PÁGINA.
◆ ◆ ◆ ◆
Imagine a seguinte situação
hipotética:
O banco ajuizou ação de cobrança
contra João. O pedido foi julgado procedente e transitou em julgado.
O banco ingressou, então, com
cumprimento de sentença cobrando a quantia devida.
O juiz determinou a penhora de valores
que estavam na conta bancária de João.
O devedor interpôs agravo de
instrumento sustentando que não poderia ter havido a penhora porque seriam
verbas de natureza alimentar.
As partes foram intimadas para se
manifestarem, no prazo de 15 dias, acerca de eventual oposição ao julgamento
virtual do agravo de instrumento.
João, dentro do prazo assinalado,
apresentou petição dizendo que se opunha ao julgamento virtual e que deseja que
o julgamento fosse presencial.
Mesmo com a oposição, o Tribunal
de Justiça julgou o recurso em sessão virtual e negou provimento ao agravo de
instrumento.
João interpôs recurso especial alegando a
nulidade do julgamento, por desrespeitar a manifesta oposição à forma de
julgamento virtual.
O STJ deu provimento ao recurso de João?
Houve nulidade?
NÃO.
Inicialmente, é importante
assinalar que o julgamento virtual é uma forma de julgamento válida, conforme
pacífica jurisprudência do STJ:
Não há que se falar em nulidade do julgamento virtual porque ele
está em consonância com os princípios da colegialidade, da adequada duração do
processo e do devido processo legal.
STJ. Corte Especial. AgRg no AgRg no RE nos EDcl na APn 327/RR,
DJe 30/6/2020.
Para o STJ, a mera oposição da
parte ao julgamento virtual não tem o condão de determinar (obrigar) a
ocorrência do julgamento em sessão presencial ou telepresencial. Isso porque não
há lei que imponha essa consequência.
Em sua redação originária, o art.
945, §§ 2º e 3º, do CPC/2015 previa o direito de as partes apresentarem discordância do
julgamento por meio eletrônico, sem necessidade de motivação, “sendo apta a
determinar o julgamento em sessão presencial”.
Ocorre
que esses dispositivos foram revogados pela Lei nº 13.256/2016, ficando
consignado no parecer da Comissão de Constituição e Justiça e de Cidadania no
respectivo Projeto de Lei (PL nº 2.384/2015), que a revogação ocorreu porque
autorizava as partes, sem motivação, “solicitar julgamento presencial, mesmo
quando não houver previsão de sustentação oral, o que pode ampliar sobremaneira
o número de petições a serem analisadas pelos tribunais superiores,
inviabilizando a Corte e o funcionamento do plenário virtual”.
Desse modo, como não há, no
ordenamento jurídico vigente, o direito de exigir que o julgamento ocorra por
meio de sessão presencial, o fato de o julgamento ter sido realizado de forma
virtual, mesmo com a oposição expressa e tempestiva da parte, não é, por si só,
causa de nulidade.
Destaca-se que a decretação de
nulidade de atos processuais depende de efetiva demonstração de prejuízo da
parte interessada (pas de nullité sans grief), por prevalência do
princípio da instrumentalidade das formas.
◆ ◆ ◆ ◆
ITENS.
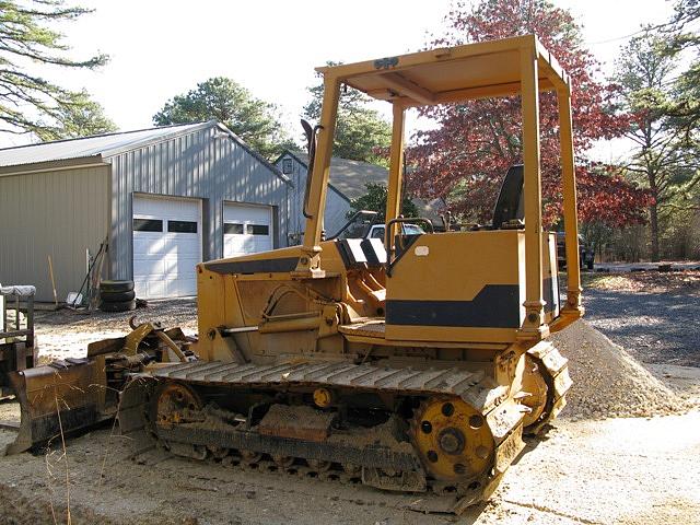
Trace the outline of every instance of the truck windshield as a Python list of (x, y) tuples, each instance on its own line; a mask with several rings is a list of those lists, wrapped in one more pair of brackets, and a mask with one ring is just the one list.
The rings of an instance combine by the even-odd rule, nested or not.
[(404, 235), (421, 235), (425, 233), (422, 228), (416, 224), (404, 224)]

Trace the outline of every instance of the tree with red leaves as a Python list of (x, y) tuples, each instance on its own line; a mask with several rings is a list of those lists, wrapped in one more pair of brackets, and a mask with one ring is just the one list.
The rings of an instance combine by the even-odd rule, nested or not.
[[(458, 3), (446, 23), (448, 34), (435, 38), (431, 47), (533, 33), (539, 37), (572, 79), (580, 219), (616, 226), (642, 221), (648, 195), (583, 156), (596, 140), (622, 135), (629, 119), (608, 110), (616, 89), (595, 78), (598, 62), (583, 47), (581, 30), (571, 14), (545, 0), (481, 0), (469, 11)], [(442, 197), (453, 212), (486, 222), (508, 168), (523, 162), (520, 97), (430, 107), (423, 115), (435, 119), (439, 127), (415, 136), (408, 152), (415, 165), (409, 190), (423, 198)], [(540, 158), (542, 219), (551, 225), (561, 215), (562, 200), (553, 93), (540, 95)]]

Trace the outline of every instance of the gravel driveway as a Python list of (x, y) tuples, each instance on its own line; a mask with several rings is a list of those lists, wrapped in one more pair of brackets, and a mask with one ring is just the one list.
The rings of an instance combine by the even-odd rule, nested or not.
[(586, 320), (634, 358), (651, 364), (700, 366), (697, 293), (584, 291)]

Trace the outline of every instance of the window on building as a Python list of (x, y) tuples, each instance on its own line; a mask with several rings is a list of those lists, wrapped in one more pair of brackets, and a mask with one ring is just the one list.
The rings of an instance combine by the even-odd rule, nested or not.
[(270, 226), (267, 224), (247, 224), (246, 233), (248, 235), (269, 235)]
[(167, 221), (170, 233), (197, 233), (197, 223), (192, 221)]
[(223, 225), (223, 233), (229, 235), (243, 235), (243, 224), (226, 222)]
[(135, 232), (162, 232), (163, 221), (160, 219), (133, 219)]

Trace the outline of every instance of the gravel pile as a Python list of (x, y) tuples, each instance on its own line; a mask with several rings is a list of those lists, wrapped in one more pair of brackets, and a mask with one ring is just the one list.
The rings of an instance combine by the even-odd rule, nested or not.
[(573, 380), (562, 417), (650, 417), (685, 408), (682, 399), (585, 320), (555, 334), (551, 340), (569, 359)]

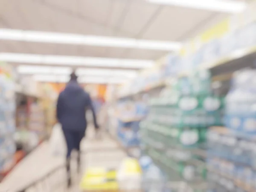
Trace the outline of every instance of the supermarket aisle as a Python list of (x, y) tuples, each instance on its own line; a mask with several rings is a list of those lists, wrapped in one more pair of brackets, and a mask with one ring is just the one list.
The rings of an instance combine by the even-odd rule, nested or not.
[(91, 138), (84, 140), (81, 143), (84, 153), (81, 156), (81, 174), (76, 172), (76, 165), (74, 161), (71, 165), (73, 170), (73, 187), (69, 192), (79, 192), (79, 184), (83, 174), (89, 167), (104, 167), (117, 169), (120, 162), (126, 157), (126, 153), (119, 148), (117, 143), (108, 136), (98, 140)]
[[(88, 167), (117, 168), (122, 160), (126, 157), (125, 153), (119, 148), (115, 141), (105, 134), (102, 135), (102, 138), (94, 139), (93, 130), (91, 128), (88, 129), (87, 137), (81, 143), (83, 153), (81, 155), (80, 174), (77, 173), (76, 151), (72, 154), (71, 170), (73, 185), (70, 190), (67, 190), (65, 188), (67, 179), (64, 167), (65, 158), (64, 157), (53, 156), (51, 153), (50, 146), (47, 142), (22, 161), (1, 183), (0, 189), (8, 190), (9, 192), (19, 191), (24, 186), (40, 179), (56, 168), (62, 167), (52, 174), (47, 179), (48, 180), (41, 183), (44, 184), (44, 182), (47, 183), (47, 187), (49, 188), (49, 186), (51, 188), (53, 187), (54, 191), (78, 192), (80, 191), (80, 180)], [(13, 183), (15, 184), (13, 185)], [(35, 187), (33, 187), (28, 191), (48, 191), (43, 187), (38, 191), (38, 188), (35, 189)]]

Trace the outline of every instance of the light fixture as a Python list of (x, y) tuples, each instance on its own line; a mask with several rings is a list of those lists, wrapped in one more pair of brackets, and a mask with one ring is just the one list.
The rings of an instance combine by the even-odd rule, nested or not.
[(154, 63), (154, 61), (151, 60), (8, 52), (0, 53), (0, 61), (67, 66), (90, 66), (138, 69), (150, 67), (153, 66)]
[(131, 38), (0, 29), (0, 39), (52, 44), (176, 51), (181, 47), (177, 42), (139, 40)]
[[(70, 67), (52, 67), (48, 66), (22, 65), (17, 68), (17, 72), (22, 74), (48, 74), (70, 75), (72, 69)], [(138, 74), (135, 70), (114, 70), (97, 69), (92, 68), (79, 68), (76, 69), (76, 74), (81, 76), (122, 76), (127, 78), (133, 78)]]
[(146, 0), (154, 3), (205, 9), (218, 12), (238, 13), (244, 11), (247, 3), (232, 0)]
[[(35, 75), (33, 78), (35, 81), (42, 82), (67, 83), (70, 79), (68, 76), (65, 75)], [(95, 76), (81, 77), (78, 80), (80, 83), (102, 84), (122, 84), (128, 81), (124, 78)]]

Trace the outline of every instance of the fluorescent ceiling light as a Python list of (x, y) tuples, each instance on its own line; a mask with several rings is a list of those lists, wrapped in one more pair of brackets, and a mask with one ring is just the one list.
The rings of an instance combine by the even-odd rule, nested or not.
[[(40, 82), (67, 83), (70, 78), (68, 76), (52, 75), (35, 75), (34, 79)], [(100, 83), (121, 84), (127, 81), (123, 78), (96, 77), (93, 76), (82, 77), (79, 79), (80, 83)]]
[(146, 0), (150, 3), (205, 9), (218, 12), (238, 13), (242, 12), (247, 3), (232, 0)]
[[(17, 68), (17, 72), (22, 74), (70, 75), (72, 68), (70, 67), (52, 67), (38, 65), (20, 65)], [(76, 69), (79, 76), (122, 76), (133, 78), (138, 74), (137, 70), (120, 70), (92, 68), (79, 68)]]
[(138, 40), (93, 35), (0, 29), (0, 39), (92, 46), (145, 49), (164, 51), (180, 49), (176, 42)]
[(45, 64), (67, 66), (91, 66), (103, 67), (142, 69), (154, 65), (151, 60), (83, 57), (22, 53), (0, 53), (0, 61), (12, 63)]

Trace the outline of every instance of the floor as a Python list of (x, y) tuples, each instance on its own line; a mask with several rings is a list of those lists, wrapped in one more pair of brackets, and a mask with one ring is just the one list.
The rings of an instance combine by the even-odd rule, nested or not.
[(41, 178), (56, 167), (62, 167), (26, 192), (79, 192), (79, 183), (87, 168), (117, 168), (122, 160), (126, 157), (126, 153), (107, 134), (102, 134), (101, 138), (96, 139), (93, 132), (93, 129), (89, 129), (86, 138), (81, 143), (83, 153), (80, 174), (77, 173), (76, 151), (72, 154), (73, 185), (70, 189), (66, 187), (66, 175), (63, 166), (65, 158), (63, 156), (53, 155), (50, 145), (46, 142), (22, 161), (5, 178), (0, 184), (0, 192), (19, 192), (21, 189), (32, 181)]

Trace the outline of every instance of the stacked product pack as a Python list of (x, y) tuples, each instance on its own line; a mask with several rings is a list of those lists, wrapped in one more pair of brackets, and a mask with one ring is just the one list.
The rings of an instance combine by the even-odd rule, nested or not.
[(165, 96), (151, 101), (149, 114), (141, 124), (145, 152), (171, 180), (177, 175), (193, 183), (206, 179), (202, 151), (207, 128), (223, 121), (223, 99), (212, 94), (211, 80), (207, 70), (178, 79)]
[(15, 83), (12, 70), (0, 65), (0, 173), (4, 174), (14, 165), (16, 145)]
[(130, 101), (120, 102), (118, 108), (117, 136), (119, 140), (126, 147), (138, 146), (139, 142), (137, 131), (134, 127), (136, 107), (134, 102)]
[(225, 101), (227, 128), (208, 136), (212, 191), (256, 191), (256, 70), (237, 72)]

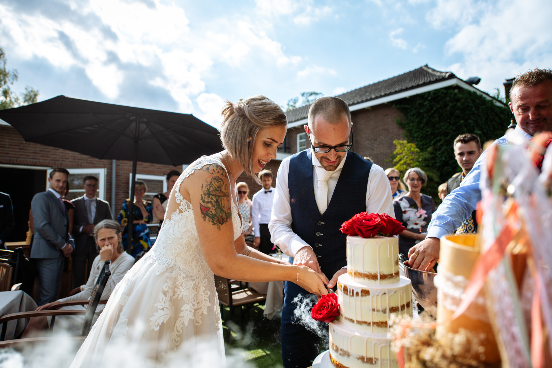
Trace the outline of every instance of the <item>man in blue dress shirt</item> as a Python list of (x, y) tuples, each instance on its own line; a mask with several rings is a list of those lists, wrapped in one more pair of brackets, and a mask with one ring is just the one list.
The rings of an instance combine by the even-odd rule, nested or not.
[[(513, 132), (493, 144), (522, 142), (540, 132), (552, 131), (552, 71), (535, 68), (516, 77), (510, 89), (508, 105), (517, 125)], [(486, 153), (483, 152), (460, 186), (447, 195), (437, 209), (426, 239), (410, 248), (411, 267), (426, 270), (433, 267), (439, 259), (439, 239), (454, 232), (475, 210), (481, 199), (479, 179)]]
◆ ◆ ◆ ◆
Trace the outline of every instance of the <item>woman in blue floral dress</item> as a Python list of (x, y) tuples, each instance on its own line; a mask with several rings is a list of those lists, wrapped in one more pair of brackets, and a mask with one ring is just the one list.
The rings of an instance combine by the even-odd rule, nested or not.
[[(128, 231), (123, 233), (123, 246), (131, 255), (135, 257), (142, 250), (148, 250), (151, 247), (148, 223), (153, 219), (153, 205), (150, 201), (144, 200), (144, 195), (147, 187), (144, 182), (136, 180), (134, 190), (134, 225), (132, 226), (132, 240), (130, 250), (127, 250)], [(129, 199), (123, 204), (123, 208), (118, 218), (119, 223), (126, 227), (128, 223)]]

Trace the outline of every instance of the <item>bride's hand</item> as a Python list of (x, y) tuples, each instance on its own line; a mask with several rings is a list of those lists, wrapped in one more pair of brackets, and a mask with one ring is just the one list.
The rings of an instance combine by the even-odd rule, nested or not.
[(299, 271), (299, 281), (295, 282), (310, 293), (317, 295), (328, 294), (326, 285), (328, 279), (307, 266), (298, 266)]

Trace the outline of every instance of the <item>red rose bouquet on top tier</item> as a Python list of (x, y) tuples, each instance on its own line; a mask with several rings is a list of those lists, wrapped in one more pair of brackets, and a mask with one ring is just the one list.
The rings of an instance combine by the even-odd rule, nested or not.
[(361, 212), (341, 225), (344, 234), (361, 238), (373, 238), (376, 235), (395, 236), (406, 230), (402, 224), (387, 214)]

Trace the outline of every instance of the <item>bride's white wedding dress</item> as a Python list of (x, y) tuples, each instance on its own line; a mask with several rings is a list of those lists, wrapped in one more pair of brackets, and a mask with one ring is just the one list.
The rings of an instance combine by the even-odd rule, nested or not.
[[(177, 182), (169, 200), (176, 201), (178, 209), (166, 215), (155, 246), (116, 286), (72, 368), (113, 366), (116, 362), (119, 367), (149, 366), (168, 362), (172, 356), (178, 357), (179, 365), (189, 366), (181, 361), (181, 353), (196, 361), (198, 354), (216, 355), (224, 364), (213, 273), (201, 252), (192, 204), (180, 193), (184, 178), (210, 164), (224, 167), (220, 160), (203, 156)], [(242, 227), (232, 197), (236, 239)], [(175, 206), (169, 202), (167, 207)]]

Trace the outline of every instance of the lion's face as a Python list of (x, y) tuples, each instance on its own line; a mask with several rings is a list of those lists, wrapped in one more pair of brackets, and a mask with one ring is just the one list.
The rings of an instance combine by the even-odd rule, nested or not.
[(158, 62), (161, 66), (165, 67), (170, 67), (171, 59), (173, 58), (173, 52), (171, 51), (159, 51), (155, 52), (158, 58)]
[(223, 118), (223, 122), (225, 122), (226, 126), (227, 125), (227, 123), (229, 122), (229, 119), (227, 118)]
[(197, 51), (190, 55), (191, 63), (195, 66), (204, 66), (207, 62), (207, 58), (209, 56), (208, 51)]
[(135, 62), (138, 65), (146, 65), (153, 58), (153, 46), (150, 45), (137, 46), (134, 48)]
◆ ◆ ◆ ◆
EXERCÍCIO ESCRITO 1.
Responda às perguntas abaixo sobre o texto do julgamento virtual, uma resposta por linha, marcada com a mesma letra:
(a) Qual lei revogou os §§ 2º e 3º do art. 945 do CPC/2015?
(b) Em que prazo as partes foram intimadas a se manifestar sobre eventual oposição ao julgamento virtual?
(c) Segundo o agravo de instrumento de João, qual era a natureza das verbas penhoradas?
EXERCÍCIO ESCRITO 2.
Liste todos os princípios que o texto do julgamento virtual menciona pelo nome.
EXERCÍCIO ESCRITO 3.
Retome o texto do julgamento virtual e dê continuidade a ele a partir da última frase apresentada.

RESPOSTA CORRETA 1.
(a) A Lei nº 13.256/2016.
(b) No prazo de 15 dias.
(c) Natureza alimentar.

RESPOSTA CORRETA 2.
- Princípio da colegialidade
- Princípio da adequada duração do processo
- Princípio do devido processo legal
- Princípio da instrumentalidade das formas

RESPOSTA CORRETA 3.
Com efeito, a realização do
julgamento por meio virtual, mesmo com a oposição pela parte, não acarreta, em
regra, prejuízo nas hipóteses em que não há previsão legal ou regimental de
sustentação oral, sendo imprescindível, para a decretação de eventual nulidade,
a comprovação de efetivo prejuízo na situação.
Além disso, mesmo quando há o
direito de sustentação oral, se o seu exercício for garantido e viabilizado na
modalidade de julgamento virtual, não haverá qualquer prejuízo ou nulidade,
ainda que a parte se oponha a essa forma de julgamento, porquanto o direito de
sustentar oralmente as suas razões não significa o de, necessariamente, o fazer
de forma presencial.
Em suma:
STJ. 3ª
Turma. REsp 1.995.565-SP, Rel. Min. Nancy Andrighi, julgado em 22/11/2022 (Info
762).
DOD Plus –
informações complementares
O requerimento para a não inclusão do recurso em plenário
virtual deve ser fundamentado, não bastando a mera oposição sem indicação das
razões que justifique o julgamento telepresencial.
STJ. 4ª Turma. AgInt no AREsp 2.164.849/RS, Rel. Min. João
Otávio de Noronha, julgado em 12/12/2022.
A pretensão de sustentar oralmente não é suficiente para impedir
que o presente recurso seja incluído em pauta virtual (e-Julg), tendo em vista
que o Superior Tribunal de Justiça implementou funcionalidade, na plataforma de
julgamento virtual, para que os advogados, nos casos previstos em lei, possam
enviar arquivos de áudio ou vídeo com suas sustentações orais.
Ademais, as partes podem também apresentar memoriais, por meio
eletrônico ou mediante petição nos autos e, durante o julgamento eletrônico,
todos os Ministros que compõem o Órgão Colegiado têm acesso ao conteúdo
integral do voto do Relator e dos autos, e a sessão tem duração
substancialmente maior que a do julgamento presencial, do que resulta um exame
ainda mais acurado por seus Membros.
STJ. 4ª Turma. AgInt no REsp 1.814.753/MG, Rel. Min. Antonio
Carlos Ferreira, julgado em 12/12/2022.